*Work required*. In the film grain discussion, condense the paragraph starting "Also grain is the film equivalent of noise" into a short bulleted list that keeps its main facts.

*Provided text*.
I understand I can add some film grain to get that "movie look" in my video. Does anyone have any recomendations on how much I should use or any other tricks? Thanx in advance
I think it's a very subjective thing -- that even changes in feature films. One of my favorite films ths season, for example, is "Love Actually" (I'm a very big fan of Richard Curtis' writing). Anyway, the opening sequence is somewhat undersaturated and more grainy than one would expect; and much more so than the rest of the film. There's an artistic purpose in this look, of course. I bit and bought all the Zenote plug-ins and do like their film grain for its options and flexibiltiy.
Here's my two bobs worth on film grain in DV:
Grain on film isn't a constant thing, if you look at one frame of 35mm the grain looks pretty horrid typicaly, depending on the stock and how much it was pushed. When it's projected though the grain averages out.
Now any half decent transfer from 35mm to DV really shouldn't show any grain, you've dropped the resolution so much the original grain should have been well and truly averaged out unless it was truly woeful in the original.
Also grain is the film equivalent of noise, neither of these add to image quality, with DV and mpeg compression the situation gets much worse, mpeg encoders have a hard time with either of these because it's moving over time so a large amount of available bandwidth gets used up encoding "noise", bandwidth that could be better used avoiding artifacts.
Sorry but I just find in general the whole concept a bit wierd, trying to simulate the limitations of one medium into a totaly different one stikes me as odd, I've yet to hear of a cimematographer trying to add noise in the blacks to make his movie look like video!
That's not to say that grain, scratches and flicker don't have their place in DV production, just so many peope seem to be jumping on this bandwagon I'm certain it's being grossly overused.
I think there's a whole new "look" out there. It's called, "My Version of the Film Look." Film is film. Video (in the traditional sense) is video. I remember watching TV shows when they'd simulate the "camera's perspective" of a news crew. You knew it looked different from the rest of the show, but you couldn't put your finger on it. When you saw video, you noticed the sharpness, lack of depth, etc. Film was softer, richer, warmer.

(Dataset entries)
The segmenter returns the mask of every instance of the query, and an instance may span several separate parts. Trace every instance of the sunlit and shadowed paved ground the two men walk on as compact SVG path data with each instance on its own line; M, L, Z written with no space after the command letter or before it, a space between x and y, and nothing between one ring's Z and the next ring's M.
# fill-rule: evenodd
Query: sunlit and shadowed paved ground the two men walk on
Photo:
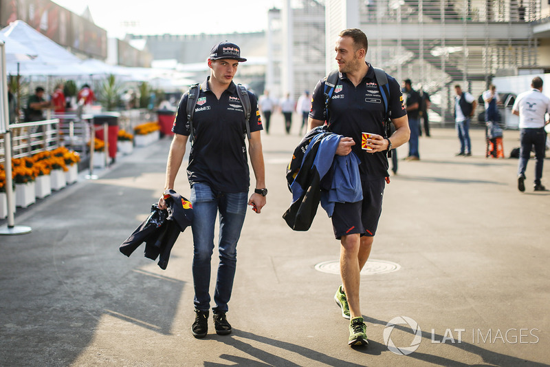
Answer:
M304 233L281 218L299 138L283 134L279 116L273 125L263 138L268 205L250 211L239 242L231 335L190 334L190 231L166 271L141 249L118 252L162 189L160 140L19 213L32 233L0 237L0 366L547 366L550 193L519 193L517 160L486 159L481 130L474 156L455 157L454 131L434 128L421 161L399 162L371 258L401 267L362 276L370 344L353 349L333 301L339 276L314 268L338 259L329 218L320 209ZM505 132L505 151L517 145L518 132ZM183 175L177 189L188 196ZM417 349L397 355L384 333Z

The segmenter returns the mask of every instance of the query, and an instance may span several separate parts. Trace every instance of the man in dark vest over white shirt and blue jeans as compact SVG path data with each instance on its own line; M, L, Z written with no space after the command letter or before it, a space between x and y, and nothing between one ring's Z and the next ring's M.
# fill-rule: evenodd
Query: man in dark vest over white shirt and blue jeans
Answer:
M460 85L454 85L454 123L459 135L460 151L456 156L471 156L470 120L476 111L476 98L468 92L462 92Z

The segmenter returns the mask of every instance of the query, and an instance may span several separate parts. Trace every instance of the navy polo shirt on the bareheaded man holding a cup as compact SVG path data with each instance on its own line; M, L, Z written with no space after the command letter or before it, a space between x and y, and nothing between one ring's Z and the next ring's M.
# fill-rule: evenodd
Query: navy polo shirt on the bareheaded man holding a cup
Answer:
M329 126L331 132L353 138L355 145L351 150L361 160L359 172L362 180L388 176L388 158L386 152L366 153L361 149L361 133L367 132L384 136L384 116L386 110L376 83L373 67L369 63L369 71L357 87L340 73L338 82L329 102ZM399 118L407 114L403 105L403 96L399 83L388 75L390 90L389 110L391 118ZM325 78L317 83L311 101L309 117L316 120L326 120L325 117Z

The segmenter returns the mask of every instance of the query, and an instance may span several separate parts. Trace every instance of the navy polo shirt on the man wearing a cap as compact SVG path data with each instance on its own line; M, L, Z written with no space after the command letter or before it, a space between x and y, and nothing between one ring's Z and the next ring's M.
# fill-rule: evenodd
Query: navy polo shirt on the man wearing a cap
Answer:
M189 153L187 177L191 185L205 182L216 191L248 191L250 171L245 145L245 112L236 85L231 82L218 100L208 87L208 78L201 85L193 114L195 141ZM172 127L175 134L190 134L188 96L188 93L184 94L179 101ZM252 107L248 124L250 132L257 132L263 129L258 103L252 92L248 92L248 96Z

*Answer for this exercise*.
- Grain is film's version of noise, and neither one improves image quality.
- DV and MPEG compression make the problem much worse.
- Because grain moves over time, MPEG encoders struggle with it and spend a large share of the available bandwidth encoding "noise."
- That bandwidth could be better used to avoid artifacts.